▶
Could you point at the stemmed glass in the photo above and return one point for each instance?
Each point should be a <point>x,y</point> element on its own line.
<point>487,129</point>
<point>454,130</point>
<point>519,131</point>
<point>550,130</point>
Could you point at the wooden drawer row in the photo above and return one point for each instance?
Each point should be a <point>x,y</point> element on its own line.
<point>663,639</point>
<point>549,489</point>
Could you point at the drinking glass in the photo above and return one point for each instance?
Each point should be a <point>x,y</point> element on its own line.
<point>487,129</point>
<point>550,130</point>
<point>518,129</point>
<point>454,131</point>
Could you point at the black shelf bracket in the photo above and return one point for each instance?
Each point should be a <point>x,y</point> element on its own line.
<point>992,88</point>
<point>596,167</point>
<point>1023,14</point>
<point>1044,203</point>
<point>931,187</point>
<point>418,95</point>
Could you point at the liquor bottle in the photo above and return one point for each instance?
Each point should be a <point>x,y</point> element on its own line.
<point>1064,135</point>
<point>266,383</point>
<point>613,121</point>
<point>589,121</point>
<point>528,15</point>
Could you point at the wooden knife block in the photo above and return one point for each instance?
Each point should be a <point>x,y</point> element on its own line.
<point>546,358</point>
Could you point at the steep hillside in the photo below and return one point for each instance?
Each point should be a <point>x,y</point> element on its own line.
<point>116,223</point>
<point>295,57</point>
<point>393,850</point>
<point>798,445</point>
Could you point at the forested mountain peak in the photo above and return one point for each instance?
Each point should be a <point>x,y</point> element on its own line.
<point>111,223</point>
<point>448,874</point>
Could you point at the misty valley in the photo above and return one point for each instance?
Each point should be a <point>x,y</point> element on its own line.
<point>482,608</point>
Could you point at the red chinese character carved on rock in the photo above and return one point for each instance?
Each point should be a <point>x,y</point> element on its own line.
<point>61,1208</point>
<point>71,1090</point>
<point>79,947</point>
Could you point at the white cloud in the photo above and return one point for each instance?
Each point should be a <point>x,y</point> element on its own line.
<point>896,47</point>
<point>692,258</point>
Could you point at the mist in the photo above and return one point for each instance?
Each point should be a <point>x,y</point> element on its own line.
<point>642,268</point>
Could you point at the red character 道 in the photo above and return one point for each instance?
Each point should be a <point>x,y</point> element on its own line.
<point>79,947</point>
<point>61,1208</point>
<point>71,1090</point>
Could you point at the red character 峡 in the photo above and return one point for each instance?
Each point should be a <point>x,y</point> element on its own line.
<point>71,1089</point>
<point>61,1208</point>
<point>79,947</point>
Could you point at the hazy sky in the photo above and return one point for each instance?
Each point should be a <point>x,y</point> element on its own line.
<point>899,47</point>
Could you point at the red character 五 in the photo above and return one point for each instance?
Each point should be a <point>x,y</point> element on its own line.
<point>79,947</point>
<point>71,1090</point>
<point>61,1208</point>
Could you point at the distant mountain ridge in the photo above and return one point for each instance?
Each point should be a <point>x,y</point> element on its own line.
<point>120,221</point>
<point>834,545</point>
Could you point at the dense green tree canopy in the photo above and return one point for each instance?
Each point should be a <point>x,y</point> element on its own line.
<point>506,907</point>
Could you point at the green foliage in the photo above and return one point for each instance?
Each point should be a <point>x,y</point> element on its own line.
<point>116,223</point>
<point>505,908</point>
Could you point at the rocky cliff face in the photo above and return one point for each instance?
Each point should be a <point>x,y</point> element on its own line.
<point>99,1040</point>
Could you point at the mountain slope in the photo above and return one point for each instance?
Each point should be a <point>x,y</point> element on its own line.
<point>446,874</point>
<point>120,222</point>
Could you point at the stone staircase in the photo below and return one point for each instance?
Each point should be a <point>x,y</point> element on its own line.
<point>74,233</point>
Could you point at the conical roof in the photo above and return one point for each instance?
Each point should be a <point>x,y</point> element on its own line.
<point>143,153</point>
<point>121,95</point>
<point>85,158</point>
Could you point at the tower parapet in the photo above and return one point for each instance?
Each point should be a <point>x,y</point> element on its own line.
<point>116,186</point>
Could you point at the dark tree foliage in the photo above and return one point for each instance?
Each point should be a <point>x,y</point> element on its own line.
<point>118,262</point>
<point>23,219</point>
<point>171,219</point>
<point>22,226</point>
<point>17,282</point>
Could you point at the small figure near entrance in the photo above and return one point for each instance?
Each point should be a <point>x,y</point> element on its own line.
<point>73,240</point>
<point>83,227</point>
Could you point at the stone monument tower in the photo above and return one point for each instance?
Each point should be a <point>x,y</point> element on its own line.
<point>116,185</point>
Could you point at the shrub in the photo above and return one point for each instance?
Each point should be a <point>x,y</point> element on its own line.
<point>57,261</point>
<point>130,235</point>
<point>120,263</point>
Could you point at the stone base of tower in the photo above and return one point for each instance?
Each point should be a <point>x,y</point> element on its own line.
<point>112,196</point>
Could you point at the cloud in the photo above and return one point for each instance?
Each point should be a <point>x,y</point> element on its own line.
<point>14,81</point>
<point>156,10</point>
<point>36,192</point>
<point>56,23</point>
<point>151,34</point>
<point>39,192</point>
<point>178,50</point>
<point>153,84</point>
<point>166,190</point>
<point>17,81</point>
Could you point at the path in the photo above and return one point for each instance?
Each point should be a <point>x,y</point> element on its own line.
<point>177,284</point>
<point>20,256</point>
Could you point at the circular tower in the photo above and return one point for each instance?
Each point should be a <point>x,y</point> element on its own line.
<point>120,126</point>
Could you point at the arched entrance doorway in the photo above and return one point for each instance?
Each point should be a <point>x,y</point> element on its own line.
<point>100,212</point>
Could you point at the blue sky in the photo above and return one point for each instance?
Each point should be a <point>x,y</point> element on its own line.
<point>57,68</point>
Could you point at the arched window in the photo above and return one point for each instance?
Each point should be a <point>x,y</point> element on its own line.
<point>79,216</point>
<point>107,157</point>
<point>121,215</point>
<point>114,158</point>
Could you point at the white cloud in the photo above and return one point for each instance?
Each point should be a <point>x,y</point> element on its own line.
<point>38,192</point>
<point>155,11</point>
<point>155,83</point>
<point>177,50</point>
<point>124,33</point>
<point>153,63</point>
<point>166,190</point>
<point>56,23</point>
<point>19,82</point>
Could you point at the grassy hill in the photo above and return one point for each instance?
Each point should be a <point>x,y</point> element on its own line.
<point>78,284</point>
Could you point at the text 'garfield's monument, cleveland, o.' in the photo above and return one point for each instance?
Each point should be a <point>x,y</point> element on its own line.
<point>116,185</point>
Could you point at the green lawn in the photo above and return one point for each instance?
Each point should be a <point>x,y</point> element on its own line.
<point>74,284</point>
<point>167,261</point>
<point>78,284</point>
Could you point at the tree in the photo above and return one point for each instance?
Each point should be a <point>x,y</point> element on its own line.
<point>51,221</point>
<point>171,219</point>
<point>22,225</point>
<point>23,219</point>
◀
Exercise aim: Render every line of the material above as a JSON array of strings, one string per line, with blank lines omitted.

Expected output:
[
  "Could you point at the stemmed glass in the photo above and return one point for each instance?",
  "Each point should be a <point>x,y</point> element on its own line.",
  "<point>487,129</point>",
  "<point>454,130</point>",
  "<point>519,131</point>",
  "<point>550,130</point>",
  "Could you point at the wooden drawer row in the photo above and return one point for each instance?",
  "Each point should be a <point>x,y</point> element on its own line.",
  "<point>663,639</point>",
  "<point>549,489</point>",
  "Could you point at the drinking glass in the photo above and return one point for each instance?",
  "Each point should be a <point>x,y</point> element on its own line.",
  "<point>487,129</point>",
  "<point>550,130</point>",
  "<point>518,129</point>",
  "<point>454,131</point>",
  "Could you point at the black shelf bracket in the photo above and return one point for each instance?",
  "Each point should be a <point>x,y</point> element on its own line.",
  "<point>992,88</point>",
  "<point>596,167</point>",
  "<point>1023,14</point>",
  "<point>1044,203</point>",
  "<point>931,187</point>",
  "<point>418,95</point>",
  "Could you point at the liquor bottle in the photo above and return one point for each instance?",
  "Each point should be a <point>x,y</point> element on its own line.",
  "<point>1064,135</point>",
  "<point>266,383</point>",
  "<point>613,121</point>",
  "<point>589,121</point>",
  "<point>528,15</point>",
  "Could you point at the wooden knife block in the photo above and return one point for each instance?",
  "Each point should be a <point>x,y</point> element on its own line.",
  "<point>546,358</point>",
  "Could you point at the steep hillside in the photo below and return one point for each instance?",
  "Each point should be a <point>x,y</point> element on its own line.",
  "<point>116,223</point>",
  "<point>295,57</point>",
  "<point>393,850</point>",
  "<point>798,445</point>",
  "Could you point at the forested mountain peak in the photo above and return one point for each instance?",
  "Each point should be a <point>x,y</point> element on its own line.",
  "<point>111,223</point>",
  "<point>448,874</point>",
  "Could you point at the misty valley in the photo above and return one point for each instance?",
  "Each point should be a <point>x,y</point> element on its own line.",
  "<point>482,608</point>",
  "Could you point at the red chinese character carved on rock in the photo above and return one point for each instance?",
  "Each point should be a <point>x,y</point> element on its own line.",
  "<point>61,1208</point>",
  "<point>71,1090</point>",
  "<point>79,947</point>",
  "Could you point at the white cloud in the photo above and return one point for each instance?",
  "Each point should be a <point>x,y</point> element on its own line.",
  "<point>896,47</point>",
  "<point>692,258</point>",
  "Could you point at the mist in the photo above and return one point for each instance?",
  "Each point should be a <point>x,y</point> element on its own line.",
  "<point>642,268</point>",
  "Could you point at the red character 道 in the photo above and return one point for each instance?",
  "Each point should be a <point>x,y</point> element on its own line.",
  "<point>79,947</point>",
  "<point>61,1208</point>",
  "<point>71,1090</point>",
  "Could you point at the red character 峡 in the photo above and return one point for each instance?",
  "Each point should be a <point>x,y</point> element on its own line.",
  "<point>71,1089</point>",
  "<point>61,1208</point>",
  "<point>79,947</point>",
  "Could you point at the hazy sky in the photo above and return one point for each instance?",
  "Each point should be a <point>x,y</point> element on its own line.",
  "<point>899,47</point>",
  "Could you point at the red character 五 in the photo above and return one point for each instance?",
  "Each point should be a <point>x,y</point> element on its own line.",
  "<point>79,947</point>",
  "<point>71,1090</point>",
  "<point>61,1208</point>",
  "Could you point at the distant mountain ridge in the photo above and return one point for each instance?",
  "Each point should be a <point>x,y</point> element on its own line.",
  "<point>120,221</point>",
  "<point>834,545</point>",
  "Could you point at the dense green tree canopy in the photo above and return one point for each instance?",
  "Each point should be a <point>x,y</point> element on its own line.",
  "<point>506,907</point>",
  "Could you point at the green foliage in the photo above and return one point for each instance?",
  "Each point should be a <point>x,y</point> element on its own line.",
  "<point>116,223</point>",
  "<point>505,908</point>",
  "Could you point at the rocky cliff face in the photo above and return one point for each instance?",
  "Each point should be a <point>x,y</point> element on its own line.",
  "<point>99,1040</point>",
  "Could you point at the mountain slope in the photo above and return one point for each instance?",
  "Each point should be a <point>x,y</point> element on its own line.",
  "<point>446,874</point>",
  "<point>120,222</point>",
  "Could you point at the stone staircase in the photo below and return one point for each instance?",
  "Each point should be a <point>x,y</point> element on its own line.",
  "<point>74,233</point>",
  "Could you point at the conical roof in the photo above and return one point for each instance?",
  "Each point should be a <point>x,y</point> element on its own line.",
  "<point>143,153</point>",
  "<point>121,95</point>",
  "<point>85,158</point>",
  "Could you point at the tower parapet in the photo above and return one point for each instance?",
  "Each point should be a <point>x,y</point> element on its own line.",
  "<point>116,186</point>",
  "Could you point at the dark tree foliage in the photo above and return one point for each instance?",
  "Each point should be a <point>x,y</point> element on its own line.",
  "<point>118,262</point>",
  "<point>23,219</point>",
  "<point>171,219</point>",
  "<point>22,226</point>",
  "<point>17,282</point>",
  "Could you point at the small figure near entrance in the photo above and return one point for each instance?",
  "Each point should be a <point>x,y</point> element on its own line.",
  "<point>73,240</point>",
  "<point>83,227</point>",
  "Could you point at the stone monument tower in the photo above and return one point for each instance?",
  "Each point should be a <point>x,y</point> element on its own line.",
  "<point>116,185</point>",
  "Could you point at the shrub in the photo above and return one point for each instance?",
  "Each point should be a <point>x,y</point> element on its own line.",
  "<point>57,261</point>",
  "<point>130,235</point>",
  "<point>120,263</point>",
  "Could you point at the stone base of tower in the photo above and return one point for each instance?",
  "Each point should be a <point>x,y</point> element on its own line.",
  "<point>112,196</point>",
  "Could you point at the cloud in the photo above and return one point for each instance?",
  "Each point should be a <point>x,y</point> element on its own line.",
  "<point>14,81</point>",
  "<point>156,10</point>",
  "<point>36,192</point>",
  "<point>56,23</point>",
  "<point>151,34</point>",
  "<point>39,192</point>",
  "<point>178,50</point>",
  "<point>153,84</point>",
  "<point>166,190</point>",
  "<point>17,81</point>",
  "Could you point at the path in the photo above and return one point for each instance?",
  "Each point should be a <point>x,y</point> element on its own line.",
  "<point>177,284</point>",
  "<point>20,256</point>",
  "Could you point at the circular tower in the photo above and return one point for each instance?",
  "Each point should be a <point>x,y</point> element on its own line.",
  "<point>120,126</point>",
  "Could you point at the arched entrance doorway in the photo above and return one point for each instance?",
  "Each point should be a <point>x,y</point> element on its own line.",
  "<point>100,212</point>",
  "Could you point at the blue sky in the photo above and return one point for each instance?",
  "Each point should be a <point>x,y</point> element on its own line.",
  "<point>57,68</point>",
  "Could you point at the arched window in the photo above and return one point for each instance?",
  "Each point should be a <point>x,y</point> element on its own line.",
  "<point>79,216</point>",
  "<point>107,157</point>",
  "<point>121,215</point>",
  "<point>114,158</point>",
  "Could you point at the white cloud in the photo above and return one point for each instance?",
  "Each point should be a <point>x,y</point> element on its own line.",
  "<point>38,192</point>",
  "<point>155,11</point>",
  "<point>155,83</point>",
  "<point>177,50</point>",
  "<point>124,33</point>",
  "<point>153,63</point>",
  "<point>166,190</point>",
  "<point>56,23</point>",
  "<point>19,82</point>",
  "Could you point at the grassy hill in the photo above and return one point for each instance?",
  "Each point should be a <point>x,y</point> element on its own line.",
  "<point>78,284</point>",
  "Could you point at the text 'garfield's monument, cleveland, o.' in the photo above and return one point for each instance?",
  "Each point should be a <point>x,y</point> element on its own line.",
  "<point>116,185</point>",
  "Could you point at the green lawn in the photo above and return one point for each instance?",
  "Each point should be a <point>x,y</point> element on its own line.",
  "<point>74,284</point>",
  "<point>167,261</point>",
  "<point>78,284</point>",
  "Could you point at the tree in the photo above and return one point for each instance?",
  "Each point should be a <point>x,y</point> element on its own line.",
  "<point>51,221</point>",
  "<point>171,219</point>",
  "<point>22,225</point>",
  "<point>23,219</point>"
]